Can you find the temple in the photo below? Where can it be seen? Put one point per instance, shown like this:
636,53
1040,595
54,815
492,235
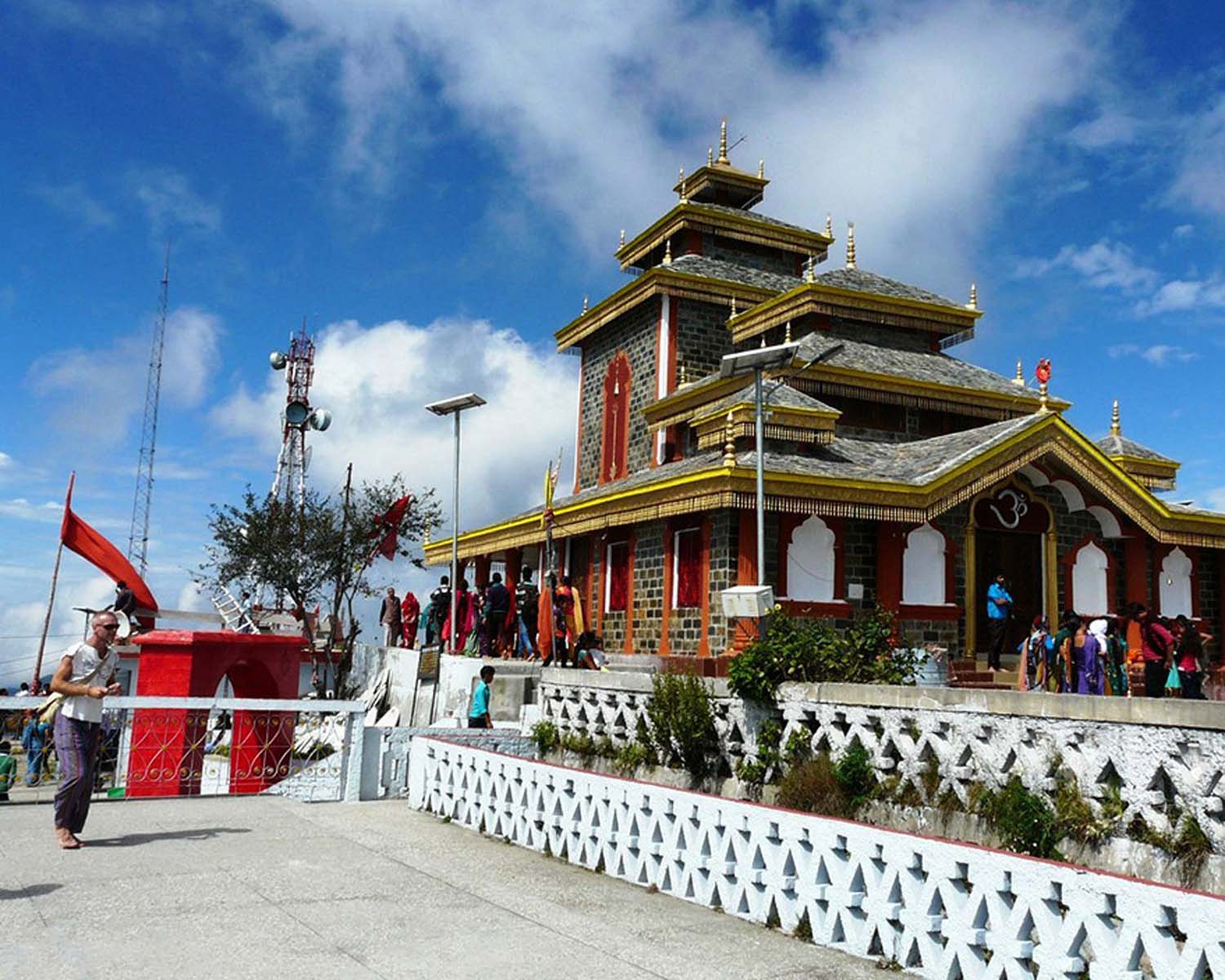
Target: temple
894,472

==========

WORK TO COMPLETE -> A faithful copy of each entry is required, and no picture may be carried into it.

ANSWER SECTION ->
Can you find the temple in the photo below? Where can it be seen? Put one point per instance, shown like this:
636,53
1040,595
54,815
492,235
Target: temple
894,472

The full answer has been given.